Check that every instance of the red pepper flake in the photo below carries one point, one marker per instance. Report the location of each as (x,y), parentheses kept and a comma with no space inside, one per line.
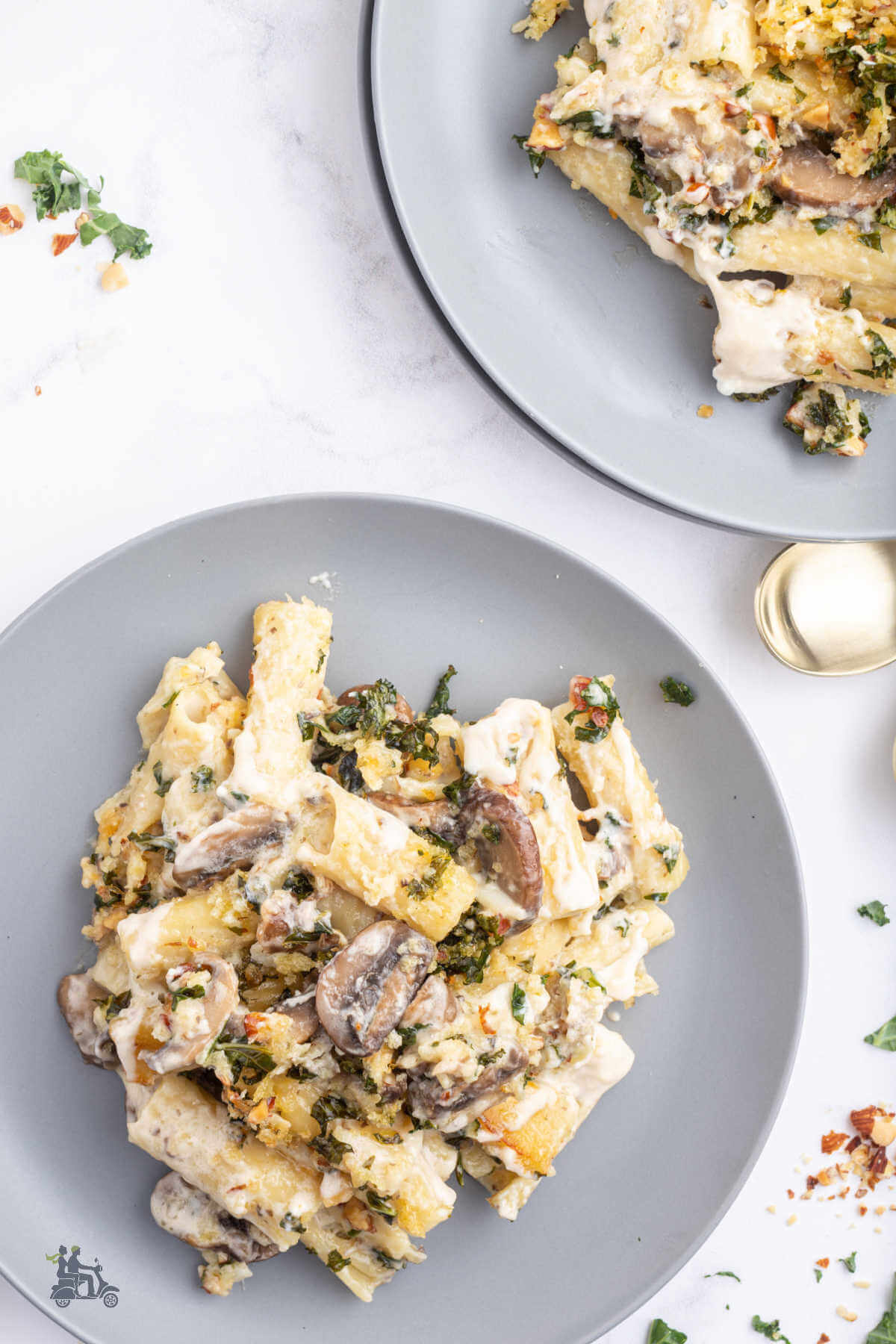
(11,220)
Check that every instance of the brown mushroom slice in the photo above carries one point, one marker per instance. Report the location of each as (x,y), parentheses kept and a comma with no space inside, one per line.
(364,991)
(437,816)
(727,161)
(403,712)
(430,1100)
(195,1218)
(238,840)
(507,847)
(302,1015)
(806,176)
(196,1021)
(433,1004)
(77,998)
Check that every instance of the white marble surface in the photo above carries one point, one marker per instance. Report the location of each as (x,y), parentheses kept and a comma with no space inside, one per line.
(273,343)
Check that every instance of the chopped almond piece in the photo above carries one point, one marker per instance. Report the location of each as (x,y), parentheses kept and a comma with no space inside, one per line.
(114,277)
(864,1120)
(546,134)
(832,1142)
(11,220)
(818,116)
(883,1132)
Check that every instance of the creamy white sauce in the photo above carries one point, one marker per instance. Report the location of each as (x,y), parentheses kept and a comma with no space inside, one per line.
(595,1075)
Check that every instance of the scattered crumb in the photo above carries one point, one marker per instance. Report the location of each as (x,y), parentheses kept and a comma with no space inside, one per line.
(832,1142)
(113,277)
(11,220)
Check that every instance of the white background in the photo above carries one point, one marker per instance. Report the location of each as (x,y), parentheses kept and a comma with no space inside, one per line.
(273,343)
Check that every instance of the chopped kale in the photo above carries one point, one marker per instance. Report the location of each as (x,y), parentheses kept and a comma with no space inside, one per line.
(876,912)
(536,156)
(517,1004)
(884,1038)
(676,692)
(440,702)
(203,780)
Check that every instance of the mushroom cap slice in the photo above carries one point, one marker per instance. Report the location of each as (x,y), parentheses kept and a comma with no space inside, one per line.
(403,712)
(432,1100)
(364,991)
(235,841)
(806,176)
(507,847)
(195,1218)
(77,998)
(196,1021)
(437,816)
(433,1004)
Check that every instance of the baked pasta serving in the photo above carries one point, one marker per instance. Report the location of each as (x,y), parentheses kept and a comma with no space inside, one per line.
(346,951)
(741,137)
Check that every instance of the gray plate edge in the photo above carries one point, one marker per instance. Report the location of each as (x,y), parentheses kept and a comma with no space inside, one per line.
(426,288)
(328,497)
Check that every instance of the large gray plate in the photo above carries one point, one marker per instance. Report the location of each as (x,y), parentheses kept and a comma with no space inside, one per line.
(601,346)
(418,586)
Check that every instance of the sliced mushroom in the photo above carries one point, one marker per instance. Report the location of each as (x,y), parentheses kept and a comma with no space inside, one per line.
(433,1004)
(363,992)
(195,1218)
(726,161)
(235,841)
(196,1021)
(437,816)
(302,1014)
(430,1100)
(403,712)
(77,998)
(806,176)
(507,847)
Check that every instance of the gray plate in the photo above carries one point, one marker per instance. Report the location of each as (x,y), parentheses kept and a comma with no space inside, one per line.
(602,347)
(418,586)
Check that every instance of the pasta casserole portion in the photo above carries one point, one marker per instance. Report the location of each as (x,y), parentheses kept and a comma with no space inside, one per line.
(750,143)
(346,951)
☆ ☆ ☆ ☆ ☆ ☆ ☆
▶ Work request: What is needed is an exact transcription of every entry, minus the pictures.

▶ Output:
Check that every instance of the red pepper flake in the photo below carries one point, one marker per instance. Report the location of each as (x,y), parentheses kept and a comma with no space inside, one per line.
(11,220)
Check that every instance of the brown mushroom slice in the photo above carries one point, one marker per instance. Report the location of each as (x,y), parentheses kept and a comma with no space inside, one per line.
(364,991)
(437,816)
(727,161)
(403,712)
(430,1100)
(195,1218)
(238,840)
(507,847)
(302,1015)
(806,176)
(196,1021)
(433,1004)
(77,998)
Check that every instance of the white marble surface in the photo above carries one point, one marker per instance. Report the location of each as (x,y), parentheses kept and a comma with no space inside, one per line.
(273,343)
Check that every instance of the chopped almond piece in the photo above carries one point, one marker per instance. Report the location of each as (x,y), parentheses kept and a comma with no space inside, one per line.
(114,277)
(864,1120)
(546,134)
(832,1142)
(11,220)
(818,116)
(883,1132)
Check that every instance of the creamy white sauce in the photo above carries one point, one marker per instance. Report the location of each as (x,y), parentheses kept and a comma with no space inside, one per line.
(595,1075)
Check that every instance of the scattered crumb in the photo above carries one point, one marker per instance. Report the location of each as (x,y), parentheses kept and a comma with no space inside, one per line.
(832,1142)
(113,277)
(11,220)
Check that every instance of the white background in the photo above carries one point, one marker per instance. Report the location of each as (x,y), parentheses kept and a comma with no space inside, one per line.
(273,343)
Check that every instance of the chopped kale in the photo above carries one point, one marker per instance. Report the location of each as (x,y), parentheses kept and a comma with no space inside, one per line.
(876,912)
(536,156)
(517,1004)
(884,1038)
(676,692)
(440,702)
(203,780)
Check that every instance of the mushroom cap slice in the photo above carries one point, one marker per instance. Report the location of each as (x,y), parentheses kept and a comma with no space inside, one per line.
(403,712)
(432,1100)
(364,991)
(235,841)
(806,176)
(507,847)
(195,1218)
(77,998)
(196,1021)
(437,816)
(433,1004)
Check that every instance of the baked pasta serving in the photo above carries one point, one marker per instance. Report the location of each as (x,y), parentheses kept and a comma with no space inside, one per line.
(346,951)
(741,137)
Check that every instance of the gray plate edge in the photo above carries one point, one marker per instance. Report the location of each as (x,y), parentheses kept and a comma with no space inside, one per line.
(426,288)
(328,497)
Check that every instance of the large gray plate in the photo above carries one point, one marker per instance. Report the location of each as (x,y), parentheses kept and a comma with no space inside, one per line.
(601,346)
(418,586)
Check that every instance of the sliced mushroom in the photo above carries one point, one marker per instance. Report the location of each as (x,y), parentheses kept and a comma with no space inside, one per line.
(433,1004)
(363,992)
(195,1218)
(726,161)
(235,841)
(196,1021)
(437,816)
(302,1014)
(430,1100)
(403,712)
(77,998)
(806,176)
(507,847)
Check that every instance of the gray plate in the photo above carries one point, one marker per instance. Report the location of each as (x,y), parentheses kept and a comma with no space inside, one per line.
(602,347)
(418,586)
Check that every instance of the pasta casserole portion in the photo above carries one point, one marker per instance. Report the location of each as (x,y), parentheses kept and a comma with no space inside, one per line.
(750,143)
(346,951)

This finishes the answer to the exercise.